## Passage for review
Sensory Sprint users can regulate their sensory needs predictably and reliably within five to fifteen minutes. This gives the autistic student sufficient time to benefit from the experience while also being able to return to their daily school routine very quickly, maximising not just inclusion but participation too.
It also reduces disruption to the teacher and their class since the autistic student is only absent for a short time.
The results have been incredible. With Cubbie, schools can do more with less. Schools report that they can currently manage a maximum of four students a day, but with a Cubbie, this is more than twenty students, which frees up precious teaching support time. They’re manufactured in Birmingham for UK customers and its home nation of Ireland, with the company itself being based out of County Mayo.
All of this sounds exciting, but there’s more to it. Although those with sensory overload autism benefit the most from using a Cubbie, these experiences are also extremely valuable to anyone with ADHD, dyslexia, dyspraxia, and dyscalculia.
Not to mention neurotypical students who use a Cubbie Sprint to ease their stress and anxiety, even teachers use Cubbie for mindfulness, especially before or after school.
Schools aren’t the only location where you could benefit from using a Cubbie. Over the past few years, many places have invested in Cubbies to aid those with sensory needs. These include libraries, universities, hospitals, and respite care. Even the Aviva Stadium in Dublin has a Cubbie! There are plans for workplaces, shops, and many more public spaces.

## Required action
In the passage about Cubbie, how would you translate this sentence into Spanish: "Over the past few years, many places have invested in Cubbies to aid those with sensory needs"?

## Dataset extract

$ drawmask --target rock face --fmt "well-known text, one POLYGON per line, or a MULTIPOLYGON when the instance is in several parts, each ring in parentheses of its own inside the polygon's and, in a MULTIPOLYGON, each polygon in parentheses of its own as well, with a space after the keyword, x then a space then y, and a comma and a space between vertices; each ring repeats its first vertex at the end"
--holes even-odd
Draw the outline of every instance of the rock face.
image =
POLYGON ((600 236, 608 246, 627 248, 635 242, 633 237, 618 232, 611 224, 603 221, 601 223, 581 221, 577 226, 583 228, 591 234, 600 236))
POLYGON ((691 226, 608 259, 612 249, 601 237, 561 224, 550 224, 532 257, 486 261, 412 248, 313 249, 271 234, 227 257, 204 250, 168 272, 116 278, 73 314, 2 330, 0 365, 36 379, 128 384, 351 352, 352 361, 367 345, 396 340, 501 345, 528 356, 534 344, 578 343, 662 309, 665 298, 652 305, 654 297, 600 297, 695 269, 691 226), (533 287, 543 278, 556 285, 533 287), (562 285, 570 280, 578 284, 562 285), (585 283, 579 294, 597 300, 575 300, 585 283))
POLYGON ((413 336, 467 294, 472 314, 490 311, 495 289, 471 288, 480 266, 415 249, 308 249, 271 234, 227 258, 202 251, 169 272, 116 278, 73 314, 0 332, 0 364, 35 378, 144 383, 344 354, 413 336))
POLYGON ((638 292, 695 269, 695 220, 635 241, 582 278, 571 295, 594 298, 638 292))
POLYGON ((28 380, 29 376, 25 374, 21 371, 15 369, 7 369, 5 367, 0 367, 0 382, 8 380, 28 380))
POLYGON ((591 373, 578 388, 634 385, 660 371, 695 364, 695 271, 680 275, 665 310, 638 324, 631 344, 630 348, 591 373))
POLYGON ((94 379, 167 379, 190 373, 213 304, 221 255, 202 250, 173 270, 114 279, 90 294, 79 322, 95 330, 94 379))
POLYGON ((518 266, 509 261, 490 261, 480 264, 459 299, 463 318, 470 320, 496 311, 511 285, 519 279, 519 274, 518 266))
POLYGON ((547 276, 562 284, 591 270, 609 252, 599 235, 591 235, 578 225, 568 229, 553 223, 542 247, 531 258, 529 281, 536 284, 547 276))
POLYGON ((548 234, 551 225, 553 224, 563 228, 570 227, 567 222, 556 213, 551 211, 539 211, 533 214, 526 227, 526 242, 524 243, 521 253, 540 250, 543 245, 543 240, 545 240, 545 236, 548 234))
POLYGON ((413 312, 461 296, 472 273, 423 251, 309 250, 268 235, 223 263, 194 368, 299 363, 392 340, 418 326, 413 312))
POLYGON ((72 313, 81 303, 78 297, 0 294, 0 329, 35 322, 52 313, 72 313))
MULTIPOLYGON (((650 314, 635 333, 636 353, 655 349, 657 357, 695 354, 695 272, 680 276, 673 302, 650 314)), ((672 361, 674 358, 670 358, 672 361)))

## Solution to the problem
En los últimos años, muchos lugares han invertido en Cubbies para ayudar a las personas con necesidades sensoriales.